__ZUR AUFGABE__. Geben Sie den folgenden Text über die Finanzreform der Krankenkassen vollständig und wortgetreu wieder.

__TEXTAUSZUG__.
Finanzreform der Krankenkassen Auf Kosten der Versicherten

Die Bundesregierung hat die Reform der gesetzlichen Krankenversicherung auf den Weg gebracht. Sie will das System gerechter machen, gleichzeitig spart sie sich mehr als zehn Milliarden Euro an Zuschüssen. Den Arbeitnehmern drohen deutliche Beitragssteigerungen.
Krankenkassenkarten: Rückkehr zu variablen Beitragssätzen

Krankenkassenkarten: Rückkehr zu variablen Beitragssätzen

Foto: Harald Tittel/ dpa

Hamburg - Es war die Überraschung der Koalitionsverhandlungen: Ausgerechnet in der sonst so konfliktträchtigen Gesundheitspolitik meldeten Union und SPD am schnellsten Vollzug. Ohne öffentliche Scharmützel einigten sie sich auf eine Finanzreform der Krankenkassen: Die 2009 eingeführten pauschalen Zusatzbeiträge sollen wieder abgeschafft werden. Ein Punktsieg für die SPD.

An diesem Mittwoch, nur vier Monate später, hat das schwarz-rote Kabinett dem Gesetzentwurf von Gesundheitsminister Hermann Gröhe (CDU) zugestimmt. Dennoch geraten seine Reformpläne in die Kritik, nicht nur von Seiten der Opposition. Die SPD könne sich nicht dafür bejubeln lassen, den pauschalen Zusatzbeitrag abgeschafft zu haben, "wenn wir gleichzeitig eine neue Ungerechtigkeit zulassen", wettert deren gesundheitspolitische Sprecherin Hilde Mattheis gegen die Pläne, den Krankenkassen-Beitragssatz für die Arbeitgeber weiterhin festzuschreiben.

(Gespeicherte Dateneinträge)
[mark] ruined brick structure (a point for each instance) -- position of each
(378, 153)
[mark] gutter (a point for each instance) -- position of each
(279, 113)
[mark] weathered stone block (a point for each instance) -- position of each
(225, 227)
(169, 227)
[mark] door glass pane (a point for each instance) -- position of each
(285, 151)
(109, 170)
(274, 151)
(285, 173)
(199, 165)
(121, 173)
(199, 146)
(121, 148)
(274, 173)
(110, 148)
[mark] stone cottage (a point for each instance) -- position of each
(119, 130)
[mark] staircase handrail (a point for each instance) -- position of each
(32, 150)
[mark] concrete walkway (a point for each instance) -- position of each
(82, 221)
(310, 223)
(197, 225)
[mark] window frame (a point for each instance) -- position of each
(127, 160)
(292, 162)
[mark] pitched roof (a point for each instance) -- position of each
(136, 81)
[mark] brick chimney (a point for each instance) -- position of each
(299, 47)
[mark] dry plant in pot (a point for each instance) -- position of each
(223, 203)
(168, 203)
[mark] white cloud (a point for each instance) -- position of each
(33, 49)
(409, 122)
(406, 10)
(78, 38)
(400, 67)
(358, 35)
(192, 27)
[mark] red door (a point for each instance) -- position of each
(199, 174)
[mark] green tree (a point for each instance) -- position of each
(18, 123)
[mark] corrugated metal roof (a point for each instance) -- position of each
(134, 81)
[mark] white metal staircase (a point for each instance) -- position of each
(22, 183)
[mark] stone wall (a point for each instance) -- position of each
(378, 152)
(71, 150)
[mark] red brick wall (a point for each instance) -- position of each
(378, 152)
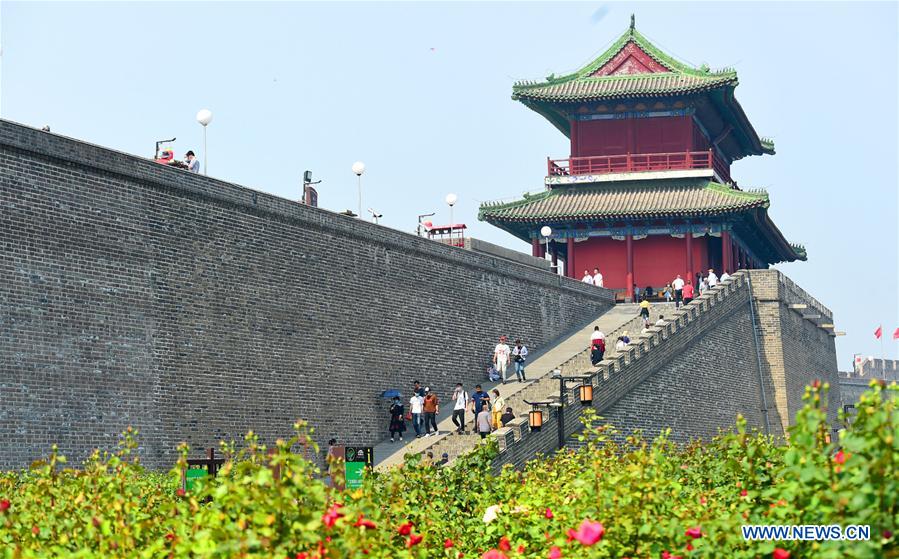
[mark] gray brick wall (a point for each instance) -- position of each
(195, 309)
(697, 373)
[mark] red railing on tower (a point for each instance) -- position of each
(631, 163)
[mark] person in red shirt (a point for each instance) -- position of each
(688, 292)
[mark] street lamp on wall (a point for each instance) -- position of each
(204, 117)
(358, 169)
(451, 200)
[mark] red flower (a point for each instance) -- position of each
(840, 457)
(330, 517)
(365, 523)
(588, 533)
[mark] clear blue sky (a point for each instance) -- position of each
(421, 94)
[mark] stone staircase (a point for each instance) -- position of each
(572, 356)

__ANTWORT ZUR AUFGABE__.
Finanzreform der Krankenkassen Auf Kosten der Versicherten

Die Bundesregierung hat die Reform der gesetzlichen Krankenversicherung auf den Weg gebracht. Sie will das System gerechter machen, gleichzeitig spart sie sich mehr als zehn Milliarden Euro an Zuschüssen. Den Arbeitnehmern drohen deutliche Beitragssteigerungen.
Krankenkassenkarten: Rückkehr zu variablen Beitragssätzen

Krankenkassenkarten: Rückkehr zu variablen Beitragssätzen

Foto: Harald Tittel/ dpa

Hamburg - Es war die Überraschung der Koalitionsverhandlungen: Ausgerechnet in der sonst so konfliktträchtigen Gesundheitspolitik meldeten Union und SPD am schnellsten Vollzug. Ohne öffentliche Scharmützel einigten sie sich auf eine Finanzreform der Krankenkassen: Die 2009 eingeführten pauschalen Zusatzbeiträge sollen wieder abgeschafft werden. Ein Punktsieg für die SPD.

An diesem Mittwoch, nur vier Monate später, hat das schwarz-rote Kabinett dem Gesetzentwurf von Gesundheitsminister Hermann Gröhe (CDU) zugestimmt. Dennoch geraten seine Reformpläne in die Kritik, nicht nur von Seiten der Opposition. Die SPD könne sich nicht dafür bejubeln lassen, den pauschalen Zusatzbeitrag abgeschafft zu haben, "wenn wir gleichzeitig eine neue Ungerechtigkeit zulassen", wettert deren gesundheitspolitische Sprecherin Hilde Mattheis gegen die Pläne, den Krankenkassen-Beitragssatz für die Arbeitgeber weiterhin festzuschreiben.